REQUEST
Copy every line of the listing exactly.

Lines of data
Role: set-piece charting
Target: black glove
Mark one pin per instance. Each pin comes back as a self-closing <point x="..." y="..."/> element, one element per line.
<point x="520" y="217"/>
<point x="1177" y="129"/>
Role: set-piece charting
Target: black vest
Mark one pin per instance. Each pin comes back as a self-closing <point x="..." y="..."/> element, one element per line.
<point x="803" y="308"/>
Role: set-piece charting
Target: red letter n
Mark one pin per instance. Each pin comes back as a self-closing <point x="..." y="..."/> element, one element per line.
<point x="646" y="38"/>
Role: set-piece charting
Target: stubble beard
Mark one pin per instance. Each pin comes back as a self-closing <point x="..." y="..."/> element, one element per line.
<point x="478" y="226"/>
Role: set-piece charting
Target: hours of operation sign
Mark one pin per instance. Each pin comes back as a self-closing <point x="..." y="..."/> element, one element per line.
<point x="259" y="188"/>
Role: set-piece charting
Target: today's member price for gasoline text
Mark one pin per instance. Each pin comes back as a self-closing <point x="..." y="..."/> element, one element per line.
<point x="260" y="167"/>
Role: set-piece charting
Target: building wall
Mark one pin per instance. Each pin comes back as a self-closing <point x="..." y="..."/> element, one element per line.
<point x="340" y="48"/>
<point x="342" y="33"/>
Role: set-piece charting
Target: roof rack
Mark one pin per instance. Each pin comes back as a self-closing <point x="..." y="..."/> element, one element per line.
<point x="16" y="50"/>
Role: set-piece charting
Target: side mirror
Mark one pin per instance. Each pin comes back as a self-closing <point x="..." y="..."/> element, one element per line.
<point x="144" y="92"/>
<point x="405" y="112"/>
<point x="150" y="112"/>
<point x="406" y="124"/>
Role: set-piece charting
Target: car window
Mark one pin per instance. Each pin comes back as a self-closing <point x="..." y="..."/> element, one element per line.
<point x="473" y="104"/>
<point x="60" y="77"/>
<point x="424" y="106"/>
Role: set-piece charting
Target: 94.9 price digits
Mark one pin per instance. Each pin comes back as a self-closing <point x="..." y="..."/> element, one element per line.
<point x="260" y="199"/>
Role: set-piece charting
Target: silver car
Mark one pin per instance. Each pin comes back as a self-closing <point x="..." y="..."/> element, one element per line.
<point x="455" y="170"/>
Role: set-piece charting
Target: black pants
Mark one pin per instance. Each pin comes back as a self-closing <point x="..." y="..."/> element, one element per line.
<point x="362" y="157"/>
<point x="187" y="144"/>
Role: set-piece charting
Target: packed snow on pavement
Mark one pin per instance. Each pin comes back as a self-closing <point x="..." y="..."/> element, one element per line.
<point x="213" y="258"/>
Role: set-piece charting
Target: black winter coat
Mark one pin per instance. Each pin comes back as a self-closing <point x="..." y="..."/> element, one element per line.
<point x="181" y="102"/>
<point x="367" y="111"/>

ANSWER TO THIS PROBLEM
Role: set-piece charting
Target: black glove
Mark one pin per instance. Each pin comes back as a self-closing <point x="..." y="..."/> element, one element per line.
<point x="520" y="217"/>
<point x="1177" y="129"/>
Role: set-piece charting
Target: black vest
Mark one pin per instance. Each pin comes back as a self-closing <point x="..." y="..."/> element, one element per line.
<point x="803" y="308"/>
Role: set-piece charting
Target: red letter n
Mark one pin per instance. Each pin comes back as a self-closing <point x="..." y="..."/> element, one element per line.
<point x="646" y="38"/>
Role: set-piece charting
Target: stubble beard
Mark one pin per instance. Each pin comes back as a self-closing <point x="..." y="..."/> element, one element per line.
<point x="478" y="226"/>
Role: set-piece charting
Target: hours of operation sign
Mark one pin per instance. Each pin comes back as a self-closing <point x="..." y="..."/> element, one element per line.
<point x="259" y="188"/>
Role: set-piece charting
Target: today's member price for gasoline text
Mark one pin per instance. Each pin comes back as a self-closing <point x="..." y="..."/> element, one element per line.
<point x="260" y="167"/>
Role: set-piece charting
Target: building wall
Mark one pin per instance. Each pin comes back as a self-closing <point x="..." y="..."/> element, one element per line.
<point x="340" y="48"/>
<point x="342" y="33"/>
Role: set-piece charting
Target: roof rack
Mark one pin per instance. Each pin comes back as a self-closing <point x="..." y="..."/> element, one element per line.
<point x="16" y="50"/>
Role: set-piece charting
Target: side mirror
Mark one pin per instance. Each pin comes back as a self-closing <point x="..." y="..."/> element, one element per line.
<point x="144" y="92"/>
<point x="405" y="112"/>
<point x="150" y="112"/>
<point x="406" y="124"/>
Role: set-piece charting
Target: car window
Mark one pin per instance. Each pin comes back as a self-closing <point x="..." y="..."/> element, one element per line.
<point x="473" y="104"/>
<point x="60" y="77"/>
<point x="424" y="106"/>
Role: set-piece charting
Target: 94.9 price digits
Mark one pin per instance. Each pin comes back as a self-closing <point x="..." y="..."/> element, one element per line.
<point x="260" y="199"/>
Role: set-piece charting
Target: silver car
Mark one pin per instance. Each pin comes back as a self-closing <point x="..." y="..."/> element, one element per line.
<point x="455" y="170"/>
Role: set-piece charting
Target: black pants
Mark one pin per instance. Each pin comes back as a self-closing <point x="..." y="..."/> element, one element per line.
<point x="362" y="157"/>
<point x="187" y="144"/>
Role: set-piece charting
Target: packed snow on pavement
Mark one pin per instance. Each pin comes back as a self-closing <point x="..." y="..."/> element, one element per line.
<point x="213" y="258"/>
Role: set-piece charting
Target: black winter coat
Mark one pin per instance. Each pin comes back as a self-closing <point x="..." y="..."/> element, one element per line.
<point x="181" y="102"/>
<point x="367" y="111"/>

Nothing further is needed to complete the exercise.